# Data provided
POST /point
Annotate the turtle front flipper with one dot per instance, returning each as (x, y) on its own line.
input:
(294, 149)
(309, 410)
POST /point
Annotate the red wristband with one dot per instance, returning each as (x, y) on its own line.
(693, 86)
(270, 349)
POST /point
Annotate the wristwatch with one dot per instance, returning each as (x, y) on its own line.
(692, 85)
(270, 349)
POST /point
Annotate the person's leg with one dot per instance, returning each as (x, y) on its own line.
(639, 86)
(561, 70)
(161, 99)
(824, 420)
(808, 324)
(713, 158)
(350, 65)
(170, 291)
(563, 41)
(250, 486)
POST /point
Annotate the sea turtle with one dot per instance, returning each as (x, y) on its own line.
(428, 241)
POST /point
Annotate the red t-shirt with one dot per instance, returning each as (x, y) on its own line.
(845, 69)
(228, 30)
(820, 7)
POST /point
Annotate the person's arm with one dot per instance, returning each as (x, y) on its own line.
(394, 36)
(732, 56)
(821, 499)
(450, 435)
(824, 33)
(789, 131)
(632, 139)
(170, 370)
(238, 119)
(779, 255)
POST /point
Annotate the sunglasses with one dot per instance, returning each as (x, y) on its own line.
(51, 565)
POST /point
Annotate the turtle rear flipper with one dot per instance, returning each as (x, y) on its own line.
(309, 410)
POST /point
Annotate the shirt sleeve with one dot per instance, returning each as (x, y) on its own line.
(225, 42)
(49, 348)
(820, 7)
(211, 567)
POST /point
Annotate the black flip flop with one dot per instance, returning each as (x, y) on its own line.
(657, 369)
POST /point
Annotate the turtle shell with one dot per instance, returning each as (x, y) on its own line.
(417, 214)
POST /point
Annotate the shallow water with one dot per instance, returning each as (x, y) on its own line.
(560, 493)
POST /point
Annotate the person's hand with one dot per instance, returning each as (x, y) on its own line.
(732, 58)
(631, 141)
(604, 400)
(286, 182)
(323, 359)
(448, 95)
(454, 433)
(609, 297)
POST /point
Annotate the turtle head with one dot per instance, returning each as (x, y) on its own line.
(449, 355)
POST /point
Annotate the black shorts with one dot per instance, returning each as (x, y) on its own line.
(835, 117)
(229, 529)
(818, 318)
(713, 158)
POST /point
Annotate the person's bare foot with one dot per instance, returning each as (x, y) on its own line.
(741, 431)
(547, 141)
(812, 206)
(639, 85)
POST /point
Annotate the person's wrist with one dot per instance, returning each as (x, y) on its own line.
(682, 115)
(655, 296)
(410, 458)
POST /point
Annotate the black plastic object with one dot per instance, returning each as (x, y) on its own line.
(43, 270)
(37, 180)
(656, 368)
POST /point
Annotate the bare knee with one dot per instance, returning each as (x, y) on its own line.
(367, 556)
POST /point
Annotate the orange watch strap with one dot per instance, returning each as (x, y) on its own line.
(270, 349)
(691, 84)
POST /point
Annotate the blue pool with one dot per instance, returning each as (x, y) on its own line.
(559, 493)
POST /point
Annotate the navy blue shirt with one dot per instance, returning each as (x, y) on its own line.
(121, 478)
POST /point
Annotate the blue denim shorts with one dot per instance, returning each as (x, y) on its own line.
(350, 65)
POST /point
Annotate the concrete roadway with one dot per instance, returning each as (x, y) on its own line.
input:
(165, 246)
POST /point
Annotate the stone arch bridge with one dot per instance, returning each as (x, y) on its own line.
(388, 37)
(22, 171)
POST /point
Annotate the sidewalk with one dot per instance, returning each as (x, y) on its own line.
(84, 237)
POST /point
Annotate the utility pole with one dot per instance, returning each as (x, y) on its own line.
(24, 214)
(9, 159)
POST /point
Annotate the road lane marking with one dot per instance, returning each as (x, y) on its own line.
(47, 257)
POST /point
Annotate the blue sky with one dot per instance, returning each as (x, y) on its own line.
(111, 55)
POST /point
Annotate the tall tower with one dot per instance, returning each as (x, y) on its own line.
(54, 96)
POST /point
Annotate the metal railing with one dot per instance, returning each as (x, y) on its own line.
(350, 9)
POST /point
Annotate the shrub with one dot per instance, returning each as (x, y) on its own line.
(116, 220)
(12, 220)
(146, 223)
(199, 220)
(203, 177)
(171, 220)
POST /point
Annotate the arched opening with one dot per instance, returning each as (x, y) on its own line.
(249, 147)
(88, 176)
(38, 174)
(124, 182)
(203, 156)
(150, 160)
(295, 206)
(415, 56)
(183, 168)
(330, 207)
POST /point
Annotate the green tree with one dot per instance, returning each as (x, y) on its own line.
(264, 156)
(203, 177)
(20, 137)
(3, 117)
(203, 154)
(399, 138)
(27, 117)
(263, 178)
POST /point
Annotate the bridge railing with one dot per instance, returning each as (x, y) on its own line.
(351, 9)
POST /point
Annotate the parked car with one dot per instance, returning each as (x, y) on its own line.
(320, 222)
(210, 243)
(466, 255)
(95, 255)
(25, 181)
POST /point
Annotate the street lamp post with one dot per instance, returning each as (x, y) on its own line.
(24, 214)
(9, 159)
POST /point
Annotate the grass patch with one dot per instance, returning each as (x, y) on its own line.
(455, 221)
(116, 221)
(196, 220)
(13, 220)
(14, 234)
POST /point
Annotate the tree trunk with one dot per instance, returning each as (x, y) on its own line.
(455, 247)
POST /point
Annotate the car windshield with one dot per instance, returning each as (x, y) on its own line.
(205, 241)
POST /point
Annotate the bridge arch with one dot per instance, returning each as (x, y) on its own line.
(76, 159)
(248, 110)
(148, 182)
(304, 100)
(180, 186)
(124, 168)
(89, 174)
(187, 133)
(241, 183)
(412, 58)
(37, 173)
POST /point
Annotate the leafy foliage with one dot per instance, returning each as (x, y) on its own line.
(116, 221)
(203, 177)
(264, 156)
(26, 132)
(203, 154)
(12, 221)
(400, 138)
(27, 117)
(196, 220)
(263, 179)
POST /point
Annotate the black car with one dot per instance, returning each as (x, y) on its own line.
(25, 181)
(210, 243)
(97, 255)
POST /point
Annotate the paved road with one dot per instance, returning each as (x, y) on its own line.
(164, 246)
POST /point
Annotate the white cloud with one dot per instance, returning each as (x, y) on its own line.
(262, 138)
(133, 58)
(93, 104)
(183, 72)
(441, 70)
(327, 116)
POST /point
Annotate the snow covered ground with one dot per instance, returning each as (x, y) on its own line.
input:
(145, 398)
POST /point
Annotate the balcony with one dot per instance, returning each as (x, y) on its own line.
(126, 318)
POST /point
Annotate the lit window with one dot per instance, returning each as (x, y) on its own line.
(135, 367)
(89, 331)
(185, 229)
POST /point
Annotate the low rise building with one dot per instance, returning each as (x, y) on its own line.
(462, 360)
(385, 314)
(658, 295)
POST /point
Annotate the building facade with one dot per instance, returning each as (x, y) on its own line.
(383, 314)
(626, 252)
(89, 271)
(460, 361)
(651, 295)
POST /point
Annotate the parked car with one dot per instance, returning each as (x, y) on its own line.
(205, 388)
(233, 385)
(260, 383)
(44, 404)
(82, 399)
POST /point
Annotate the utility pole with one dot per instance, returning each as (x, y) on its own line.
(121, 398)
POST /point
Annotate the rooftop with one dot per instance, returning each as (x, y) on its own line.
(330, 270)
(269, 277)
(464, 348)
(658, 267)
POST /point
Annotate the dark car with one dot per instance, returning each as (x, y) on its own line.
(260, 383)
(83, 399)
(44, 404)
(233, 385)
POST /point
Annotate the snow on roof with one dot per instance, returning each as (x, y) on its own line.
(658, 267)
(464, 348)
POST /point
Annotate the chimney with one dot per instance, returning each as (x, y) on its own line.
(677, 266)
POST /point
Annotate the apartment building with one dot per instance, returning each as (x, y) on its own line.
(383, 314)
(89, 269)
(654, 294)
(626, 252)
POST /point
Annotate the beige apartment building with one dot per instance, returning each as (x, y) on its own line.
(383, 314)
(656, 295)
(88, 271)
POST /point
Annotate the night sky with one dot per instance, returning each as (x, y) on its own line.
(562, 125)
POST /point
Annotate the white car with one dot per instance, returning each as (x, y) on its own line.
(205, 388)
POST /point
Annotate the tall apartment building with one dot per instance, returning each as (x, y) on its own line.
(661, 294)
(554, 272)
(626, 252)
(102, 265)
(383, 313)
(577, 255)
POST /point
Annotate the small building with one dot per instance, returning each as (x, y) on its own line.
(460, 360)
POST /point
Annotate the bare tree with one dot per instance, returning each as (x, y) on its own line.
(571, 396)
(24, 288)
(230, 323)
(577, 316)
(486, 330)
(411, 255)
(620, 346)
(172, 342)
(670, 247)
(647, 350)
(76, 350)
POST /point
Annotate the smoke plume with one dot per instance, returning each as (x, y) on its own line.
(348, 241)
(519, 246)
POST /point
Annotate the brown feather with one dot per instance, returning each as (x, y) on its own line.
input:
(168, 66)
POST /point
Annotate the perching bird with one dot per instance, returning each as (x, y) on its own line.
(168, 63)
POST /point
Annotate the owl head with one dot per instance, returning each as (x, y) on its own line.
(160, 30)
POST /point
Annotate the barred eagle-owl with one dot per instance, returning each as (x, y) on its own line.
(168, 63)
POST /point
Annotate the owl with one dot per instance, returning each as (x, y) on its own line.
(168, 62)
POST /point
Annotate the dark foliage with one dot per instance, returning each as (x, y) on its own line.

# What you should do
From the records above, copy every line that contains the word "railing".

# Problem solution
Annotate the metal railing with one dot per instance, returning each as (x, y) on its own line.
Annotate the bridge railing with one dot per instance, returning each as (x, y) on its own line.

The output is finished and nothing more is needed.